- [Task item]:
The full set of entries below needs to be written out exactly.

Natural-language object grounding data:
——

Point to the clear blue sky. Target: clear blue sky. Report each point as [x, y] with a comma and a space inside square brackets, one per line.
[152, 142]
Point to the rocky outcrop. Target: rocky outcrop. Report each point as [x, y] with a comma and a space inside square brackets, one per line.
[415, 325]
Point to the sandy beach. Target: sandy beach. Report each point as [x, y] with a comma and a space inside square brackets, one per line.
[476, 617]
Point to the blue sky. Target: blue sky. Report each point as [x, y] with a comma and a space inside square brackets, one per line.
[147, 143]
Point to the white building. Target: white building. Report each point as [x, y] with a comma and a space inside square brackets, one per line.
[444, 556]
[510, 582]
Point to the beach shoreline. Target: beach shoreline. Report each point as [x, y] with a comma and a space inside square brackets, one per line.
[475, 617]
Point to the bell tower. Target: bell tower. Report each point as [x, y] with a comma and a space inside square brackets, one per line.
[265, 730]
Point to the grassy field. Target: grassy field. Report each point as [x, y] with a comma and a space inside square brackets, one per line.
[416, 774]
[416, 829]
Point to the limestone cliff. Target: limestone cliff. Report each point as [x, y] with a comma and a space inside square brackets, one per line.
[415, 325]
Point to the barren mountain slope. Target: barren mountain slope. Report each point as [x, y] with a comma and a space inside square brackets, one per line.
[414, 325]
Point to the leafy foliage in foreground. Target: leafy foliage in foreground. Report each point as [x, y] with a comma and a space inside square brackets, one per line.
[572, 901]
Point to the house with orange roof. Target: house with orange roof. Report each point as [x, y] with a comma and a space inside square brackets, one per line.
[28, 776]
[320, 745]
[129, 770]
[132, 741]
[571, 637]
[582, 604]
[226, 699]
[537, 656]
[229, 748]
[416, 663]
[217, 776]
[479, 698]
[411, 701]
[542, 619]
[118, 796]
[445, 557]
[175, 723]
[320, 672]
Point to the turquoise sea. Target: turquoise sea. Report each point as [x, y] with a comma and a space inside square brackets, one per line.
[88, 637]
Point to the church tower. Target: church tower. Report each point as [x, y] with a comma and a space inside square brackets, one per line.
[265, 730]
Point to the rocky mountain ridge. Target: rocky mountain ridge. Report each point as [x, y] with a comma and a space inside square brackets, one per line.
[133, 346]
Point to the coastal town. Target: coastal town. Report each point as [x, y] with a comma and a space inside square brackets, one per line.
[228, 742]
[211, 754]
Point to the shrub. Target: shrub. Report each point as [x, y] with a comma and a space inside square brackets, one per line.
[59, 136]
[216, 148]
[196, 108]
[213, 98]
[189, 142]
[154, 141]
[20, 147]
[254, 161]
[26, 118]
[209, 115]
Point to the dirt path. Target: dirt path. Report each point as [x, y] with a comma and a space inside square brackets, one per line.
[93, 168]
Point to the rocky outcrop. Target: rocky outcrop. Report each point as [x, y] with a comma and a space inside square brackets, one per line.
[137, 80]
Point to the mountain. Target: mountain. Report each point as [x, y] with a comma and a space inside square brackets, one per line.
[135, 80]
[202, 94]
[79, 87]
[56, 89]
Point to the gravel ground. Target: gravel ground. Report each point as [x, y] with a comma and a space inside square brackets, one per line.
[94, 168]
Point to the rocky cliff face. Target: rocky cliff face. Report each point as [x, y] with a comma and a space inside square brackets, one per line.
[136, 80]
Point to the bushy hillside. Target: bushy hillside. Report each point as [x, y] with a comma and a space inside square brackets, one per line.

——

- [Your solution]:
Point to the clear blue sky. Target: clear blue sky. Report each point as [x, y] with a comma and a space inside square brackets, one per line.
[152, 142]
Point to the rocky outcrop. Target: rocky outcrop. Report each point as [x, y] with a comma and a space inside square brackets, one per line.
[415, 325]
Point to the sandy beach. Target: sandy beach. Report each point as [x, y] with a comma and a space inside square brackets, one per line.
[476, 617]
Point to the blue sky. Target: blue sky. Report each point as [x, y] with a comma and a space inside square brackets, one per line.
[147, 143]
Point to the white building. Target: white building. Report each point as [x, y] with a comma and a space inside square brackets, one per line.
[444, 556]
[510, 582]
Point to the beach shoreline. Target: beach shoreline. Report each point as [x, y] with a comma and a space inside square brackets, one per line.
[475, 617]
Point to the bell tower. Target: bell tower. Report each point as [x, y] with a comma and a space inside square brackets, one per line.
[265, 730]
Point to the grassy field. Target: grassy field. Report each point as [x, y] with a comma and a space inside square brackets, one per line.
[416, 774]
[416, 829]
Point to the limestone cliff. Target: limestone cliff. Report each point as [x, y] with a comma and a space inside square brackets, one per line.
[415, 325]
Point to the barren mountain slope. Target: barren mountain slope. Report each point as [x, y] with a comma and a space inside square brackets, one per line.
[414, 325]
Point to the leafy foliage in foreground. Target: leafy foliage in foreground. Report each point as [x, y] with a comma and a space inside square brackets, one per line.
[572, 901]
Point to the house with orange roof. Target: house with orange roof. Report each point as [x, y] with a comma and a space inside square brackets, one per line.
[28, 776]
[320, 745]
[129, 770]
[132, 741]
[571, 637]
[582, 604]
[226, 699]
[537, 656]
[229, 748]
[416, 663]
[217, 776]
[479, 698]
[411, 701]
[542, 619]
[118, 796]
[445, 557]
[175, 723]
[320, 672]
Point to the turquoise sea. Target: turquoise sea. Report each point as [x, y] with a comma and a space inside square brackets, one per line.
[88, 637]
Point to the church tower. Target: church tower. Report each point as [x, y] with a comma and a space inside square brackets, one per line.
[265, 730]
Point to the rocky mountain ridge. Target: rocky mountain ridge. Report each point as [x, y] with a comma and a space inside square brackets, one per line.
[133, 346]
Point to the coastal town. Target: coastal town. Report each point as [x, y] with a comma and a space inside square brackets, one per line.
[228, 742]
[211, 754]
Point to the shrub. Target: shrub. Report each point as [x, y] with a comma and a space inside square brackets, one per line.
[59, 136]
[216, 148]
[196, 108]
[213, 98]
[189, 142]
[154, 141]
[20, 147]
[254, 161]
[26, 118]
[209, 115]
Point to the dirt path. Target: dirt path. Report each point as [x, y] with a comma and a space inside square brackets, one per line.
[93, 168]
Point to the rocky outcrop. Target: rocky outcrop. Report each point as [x, y] with a comma and a space inside square brackets, one per line.
[137, 80]
Point to the mountain. Target: mountain. Report each point as [x, y] with a comma and a space inside square brackets, one per line.
[135, 80]
[202, 94]
[79, 87]
[56, 89]
Point to the gravel ground. Target: gravel ground. Report each point as [x, y] with a comma and a space inside square brackets, one per line.
[94, 168]
Point to the rocky cliff face. Target: rocky cliff face. Report each point as [x, y] with a comma and a space inside square brackets, one per line.
[136, 80]
Point to the bushy hillside. Target: bushy hillside. Report each point as [x, y] with a comma and a space inside square brackets, one per line.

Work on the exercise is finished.